• What needs to be done
Reproduce word for word the stretch of the items below that opens with the line containing "Where can the doorway" and closes with the line containing "x=634, y=331", both of those lines included. Give only that stretch.

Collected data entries
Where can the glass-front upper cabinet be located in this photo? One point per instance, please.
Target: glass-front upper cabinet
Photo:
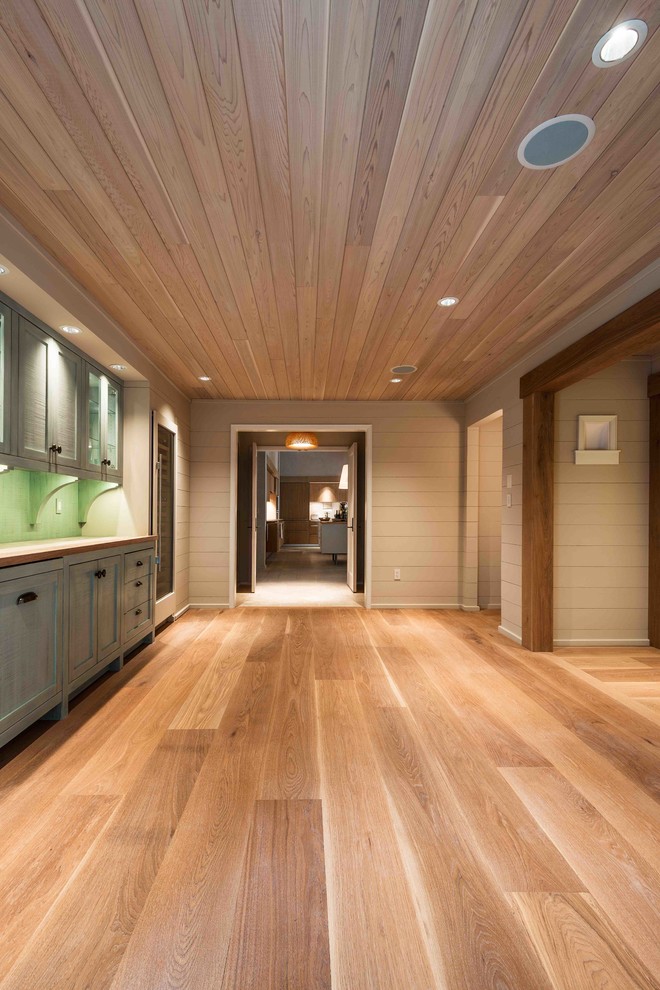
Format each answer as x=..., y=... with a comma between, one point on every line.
x=104, y=425
x=5, y=377
x=93, y=458
x=113, y=431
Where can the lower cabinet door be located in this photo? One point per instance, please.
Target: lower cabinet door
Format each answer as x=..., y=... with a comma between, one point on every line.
x=82, y=617
x=109, y=606
x=30, y=644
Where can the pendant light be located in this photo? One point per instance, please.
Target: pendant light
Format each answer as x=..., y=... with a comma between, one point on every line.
x=301, y=441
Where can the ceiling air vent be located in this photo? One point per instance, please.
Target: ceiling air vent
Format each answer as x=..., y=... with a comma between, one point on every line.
x=556, y=141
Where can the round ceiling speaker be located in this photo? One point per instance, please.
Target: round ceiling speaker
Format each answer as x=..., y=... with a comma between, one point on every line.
x=556, y=141
x=301, y=441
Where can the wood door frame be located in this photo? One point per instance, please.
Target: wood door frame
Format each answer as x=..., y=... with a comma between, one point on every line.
x=237, y=428
x=634, y=330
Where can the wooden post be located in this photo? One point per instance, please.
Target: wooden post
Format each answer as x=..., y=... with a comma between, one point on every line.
x=538, y=521
x=654, y=510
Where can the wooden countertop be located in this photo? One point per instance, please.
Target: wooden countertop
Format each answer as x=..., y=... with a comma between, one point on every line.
x=32, y=550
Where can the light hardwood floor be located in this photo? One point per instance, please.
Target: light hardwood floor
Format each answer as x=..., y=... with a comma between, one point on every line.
x=357, y=800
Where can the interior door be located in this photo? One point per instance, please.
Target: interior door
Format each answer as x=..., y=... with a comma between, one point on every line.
x=254, y=522
x=351, y=523
x=163, y=513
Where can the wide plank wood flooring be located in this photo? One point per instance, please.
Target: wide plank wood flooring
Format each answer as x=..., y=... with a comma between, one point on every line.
x=357, y=800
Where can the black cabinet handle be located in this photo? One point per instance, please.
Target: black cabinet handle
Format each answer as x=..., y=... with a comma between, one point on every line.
x=27, y=597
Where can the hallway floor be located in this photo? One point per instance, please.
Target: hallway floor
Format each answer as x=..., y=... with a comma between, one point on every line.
x=302, y=577
x=339, y=800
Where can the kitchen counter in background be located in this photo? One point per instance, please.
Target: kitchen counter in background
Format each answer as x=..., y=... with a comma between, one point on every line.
x=33, y=550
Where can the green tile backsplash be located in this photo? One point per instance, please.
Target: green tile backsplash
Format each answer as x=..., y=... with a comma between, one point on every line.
x=14, y=503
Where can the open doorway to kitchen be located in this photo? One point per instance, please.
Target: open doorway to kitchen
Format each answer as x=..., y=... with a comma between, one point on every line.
x=483, y=567
x=301, y=521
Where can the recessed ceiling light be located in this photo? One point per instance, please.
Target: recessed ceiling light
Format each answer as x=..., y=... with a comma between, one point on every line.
x=619, y=43
x=556, y=141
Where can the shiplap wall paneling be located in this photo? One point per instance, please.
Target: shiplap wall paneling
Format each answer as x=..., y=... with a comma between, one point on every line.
x=602, y=514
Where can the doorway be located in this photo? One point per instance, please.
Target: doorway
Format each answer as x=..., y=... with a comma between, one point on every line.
x=301, y=522
x=163, y=513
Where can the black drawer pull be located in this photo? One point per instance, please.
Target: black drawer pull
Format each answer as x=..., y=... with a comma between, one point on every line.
x=29, y=596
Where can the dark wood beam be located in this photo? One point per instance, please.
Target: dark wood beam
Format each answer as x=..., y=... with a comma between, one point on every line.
x=537, y=521
x=654, y=518
x=654, y=385
x=634, y=331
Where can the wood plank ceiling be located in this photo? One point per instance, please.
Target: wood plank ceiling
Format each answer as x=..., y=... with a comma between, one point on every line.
x=275, y=193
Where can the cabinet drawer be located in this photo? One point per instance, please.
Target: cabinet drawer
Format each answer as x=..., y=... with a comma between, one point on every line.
x=138, y=564
x=136, y=619
x=137, y=592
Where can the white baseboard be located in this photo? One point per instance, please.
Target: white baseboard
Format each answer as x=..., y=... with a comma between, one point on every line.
x=413, y=605
x=602, y=642
x=207, y=605
x=509, y=635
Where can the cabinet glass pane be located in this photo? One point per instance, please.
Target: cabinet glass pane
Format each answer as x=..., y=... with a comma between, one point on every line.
x=67, y=382
x=112, y=445
x=94, y=419
x=33, y=392
x=4, y=331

• Solution for this problem
Where can the doorway be located in this photo? One point per instance, please.
Target: doorway
Format each answer as x=..., y=... with a comma between, one point on every line.
x=301, y=522
x=163, y=513
Where can the black drawer pull be located in this photo? One point per instance, please.
Target: black drawer pull
Format each answer as x=..., y=... with a comma between, one point on every line.
x=29, y=596
Where can the dark wood beam be located in this photo? One point per instance, please.
Target: dark wood beam
Format each answer as x=..., y=... with a comma between, one point on every line.
x=537, y=521
x=654, y=518
x=654, y=385
x=634, y=331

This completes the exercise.